**Gestellte Aufgabe:** Kannst du den Artikel über Spider John Koerner vollständig und Wort für Wort abschreiben?

**Angezeigter Text:**
Spider John
Koerner
Das Comeback
eine Folklegende
„Bluestitel waren interessant für mich, weil sie oft eine Poesie besaßen,
die sehr treffend war.“
Für altgediente Folkfans ist Spider John Koerner ein Begriff. Der Gitarrist
und Sänger wurde in den sechziger Jahren mit dem Trio Koerner, Ray & Glover
bekannt, dessen mitreißende „Blues, Rags & Hollers“ (so ein Plattentitel
von 1963) einen großen Einfluß auf viele Folkmusiker ausübten. Die Gruppe war
eine der wenigen weißen Bands, die schwarzen Blues überzeugend präsentieren
konnten. Lange Zeit war es ziemlich ruhig um den Veteranen geworden. Jetzt ist
er wieder mit seiner Gitarre unterwegs und hat ein neues Album im Gepäck, das
an die großen alten Zeiten anknüpft, als selbst Bob Dylan sich von ihm
inspirieren ließ.

(Gesammelte Daten)

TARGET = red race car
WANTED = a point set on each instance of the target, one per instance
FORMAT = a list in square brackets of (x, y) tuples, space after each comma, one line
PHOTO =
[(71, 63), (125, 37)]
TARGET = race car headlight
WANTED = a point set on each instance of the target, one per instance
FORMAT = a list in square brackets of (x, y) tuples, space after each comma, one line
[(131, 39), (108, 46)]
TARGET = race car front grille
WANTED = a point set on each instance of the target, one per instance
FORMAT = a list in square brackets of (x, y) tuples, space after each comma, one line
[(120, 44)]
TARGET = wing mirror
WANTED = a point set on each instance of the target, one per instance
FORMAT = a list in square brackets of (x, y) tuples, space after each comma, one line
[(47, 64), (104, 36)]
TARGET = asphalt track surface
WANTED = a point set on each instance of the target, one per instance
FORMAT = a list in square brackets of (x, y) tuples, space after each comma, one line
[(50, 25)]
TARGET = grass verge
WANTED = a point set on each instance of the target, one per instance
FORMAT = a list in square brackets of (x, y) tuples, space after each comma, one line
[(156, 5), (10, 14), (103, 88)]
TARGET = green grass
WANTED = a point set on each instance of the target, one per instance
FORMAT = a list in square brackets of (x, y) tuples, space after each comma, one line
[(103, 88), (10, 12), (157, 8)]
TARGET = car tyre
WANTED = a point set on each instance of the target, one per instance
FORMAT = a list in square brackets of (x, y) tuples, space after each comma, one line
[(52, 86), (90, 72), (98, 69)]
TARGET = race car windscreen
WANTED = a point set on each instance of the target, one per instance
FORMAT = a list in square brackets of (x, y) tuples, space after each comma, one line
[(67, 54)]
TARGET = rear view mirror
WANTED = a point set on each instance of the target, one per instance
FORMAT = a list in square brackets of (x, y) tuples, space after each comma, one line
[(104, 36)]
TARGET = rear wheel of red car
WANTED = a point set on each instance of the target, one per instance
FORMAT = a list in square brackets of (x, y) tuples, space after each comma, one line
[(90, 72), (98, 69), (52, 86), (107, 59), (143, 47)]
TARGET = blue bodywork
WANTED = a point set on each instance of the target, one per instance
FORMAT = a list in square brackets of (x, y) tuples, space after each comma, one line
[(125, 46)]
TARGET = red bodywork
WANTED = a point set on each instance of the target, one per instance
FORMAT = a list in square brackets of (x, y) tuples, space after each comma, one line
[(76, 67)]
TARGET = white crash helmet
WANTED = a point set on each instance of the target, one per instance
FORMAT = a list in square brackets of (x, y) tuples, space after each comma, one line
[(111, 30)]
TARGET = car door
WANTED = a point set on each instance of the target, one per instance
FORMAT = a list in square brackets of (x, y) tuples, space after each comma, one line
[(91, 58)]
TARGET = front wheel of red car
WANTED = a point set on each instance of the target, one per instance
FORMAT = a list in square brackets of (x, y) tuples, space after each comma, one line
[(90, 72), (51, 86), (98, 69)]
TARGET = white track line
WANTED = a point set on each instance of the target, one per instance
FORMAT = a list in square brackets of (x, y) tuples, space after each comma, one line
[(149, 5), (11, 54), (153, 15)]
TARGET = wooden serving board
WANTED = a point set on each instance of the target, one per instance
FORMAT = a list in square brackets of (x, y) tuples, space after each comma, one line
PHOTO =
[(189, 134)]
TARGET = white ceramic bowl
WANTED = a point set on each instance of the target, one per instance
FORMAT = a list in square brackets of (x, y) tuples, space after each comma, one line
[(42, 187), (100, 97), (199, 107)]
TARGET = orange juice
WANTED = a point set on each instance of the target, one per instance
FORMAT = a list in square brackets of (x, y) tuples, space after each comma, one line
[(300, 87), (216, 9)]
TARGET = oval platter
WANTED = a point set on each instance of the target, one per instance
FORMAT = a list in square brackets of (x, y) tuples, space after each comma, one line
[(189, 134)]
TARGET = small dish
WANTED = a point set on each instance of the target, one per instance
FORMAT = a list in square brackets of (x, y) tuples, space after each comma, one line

**Lösung der Aufgabe:**
Spider John
Koerner
Das Comeback
eine Folklegende
„Bluestitel waren interessant für mich, weil sie oft eine Poesie besaßen,
die sehr treffend war.“
Für altgediente Folkfans ist Spider John Koerner ein Begriff. Der Gitarrist
und Sänger wurde in den sechziger Jahren mit dem Trio Koerner, Ray & Glover
bekannt, dessen mitreißende „Blues, Rags & Hollers“ (so ein Plattentitel
von 1963) einen großen Einfluß auf viele Folkmusiker ausübten. Die Gruppe war
eine der wenigen weißen Bands, die schwarzen Blues überzeugend präsentieren
konnten. Lange Zeit war es ziemlich ruhig um den Veteranen geworden. Jetzt ist
er wieder mit seiner Gitarre unterwegs und hat ein neues Album im Gepäck, das
an die großen alten Zeiten anknüpft, als selbst Bob Dylan sich von ihm
inspirieren ließ.